* Kaynak Metin *
DİYANET AİLE DERGİSİ

Basında Fatih Koca

“Hafız olmak büyük bir şereftir. Ama o şerefin hemen karşısında büyük bir sorumluluk vardır. Yani o şerefe nail olmak büyük bir şeydir ama onu muhafaza etmek, sorumluluk bilincinde olmak demektir.”




1971’de Amasya’da doğan Fatih Koca, 1983’te Amasya Büyük Ağa Medresesi’nde hafızlığını tamamladı. Musikiye küçük yaşta dedesinin teşvikleriyle başladı... 1999’da Ankara Üniversitesi İlahiyat Fakültesi’nden mezun oldu… Akademisyenliğinin yanı sıra neyzen ve kasidehan olan Fatih Hoca ile Aile dergisi okuyucularımız için keyifli bir söyleşi gerçekleştirdik…

Fatih hocam, ülkemizde Türk Din ve Tasavvuf Musikisi icra eden sanatçılardan birisiniz, aynı zamanda Ankara İlahiyat Fakültesi Türk Din Musikisi Kürsüsünde öğretim üyesisiniz. Biz öncelikle sahip olduğunuz bu başarının sırrını sormak istiyoruz size...

* Kaynak Malzeme *

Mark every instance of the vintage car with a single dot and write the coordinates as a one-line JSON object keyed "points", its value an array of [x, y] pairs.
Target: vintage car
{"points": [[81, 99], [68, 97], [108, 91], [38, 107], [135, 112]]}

* Yazılı Yönerge 1 *
Aşağıdaki ifadelerin Fatih Koca söyleşisiyle uyuşup uyuşmadığını belirtin. Her biri için evet ya da hayır deyin ve kararı belirleyen sözleri metinden aynen aktarın.
(a) Fatih Koca hafızlığını Amasya Büyük Ağa Medresesi'nde tamamlamıştır.
(b) Fatih Koca musikiye üniversite yıllarında başlamıştır.
(c) Fatih Koca 1999'da Ankara Üniversitesi İlahiyat Fakültesi'nden mezun olmuştur.
* Yazılı Yönerge 2 *
Fatih Koca söyleşisine göre hafız olmak neden bir şerefle birlikte bir sorumluluk da taşır? Bir ile üç cümle arasında açıklayın.
* Yazılı Yönerge 3 *
Fatih Koca söyleşisini kaldığı yerden devam ettirin.
Bu çalışmada listeye başvurmanız gerekmez.

* Alıştırma Çıktısı 1 *
(a) Evet: "1983’te Amasya Büyük Ağa Medresesi’nde hafızlığını tamamladı"
(b) Hayır: "Musikiye küçük yaşta dedesinin teşvikleriyle başladı"
(c) Evet: "1999’da Ankara Üniversitesi İlahiyat Fakültesi’nden mezun oldu"

* Alıştırma Çıktısı 2 *
Hafız olmak büyük bir şereftir, ancak bu şerefin hemen karşısında büyük bir sorumluluk bulunur. O şerefe ulaşmak büyük bir şeydir, fakat onu muhafaza etmek sorumluluk bilincinde olmayı gerektirir.

* Alıştırma Çıktısı 3 *
Başarı her zaman Allah’tandır. Meselenin Yüce Rabbimizin vermiş olduğu nimetlere şükretmekten geçtiğine inanan birisiyim ben. Hafızlık hocalarım Seyit Ahmet Fırat ve İsmail Batman her zaman şunu söylerdi bize: “Oğlum, eğer toplumda bir yerlerde olayım; insanların gönüllerinde yerim olsun diyorsanız kesinlikle Kur’an’dan ayrılmayın.” Şayet toplum nezdinde bu manada bir yerimiz varsa bu hep ucundan köşesinden bir yerlerden Kur’an’a hizmet etmemiz sebebiyledir. Kur’an’a hizmet edeni Allah toplumun gönlünde muhakkak bir yer edindiriyor. Dedemin imam olması hasebiyle küçüklüğüm hep camide geçti. Ne zaman tatile köye gitsem dedemi sürekli birilerini okuturken buluyordum. Dedem benim ilgili olduğumu görünce müezzinlik yaptırmaya, Kur’an ve ilahi okutmaya başladı. Beni bırakmadı. Bendeki kabiliyeti görüp elimden tutan ilk kişi dedemdir diyebilirim. Çekirdekten yetişmek derler ya. Benimki de öyle oldu. Fıtraten de ses güzelliği olunca bugünlere kadar geldik işte.

Kur’an-ı Kerim’i ezberlemiş olmanız nasıl bir mana derinliği arz etmekte, anlatabilir misiniz?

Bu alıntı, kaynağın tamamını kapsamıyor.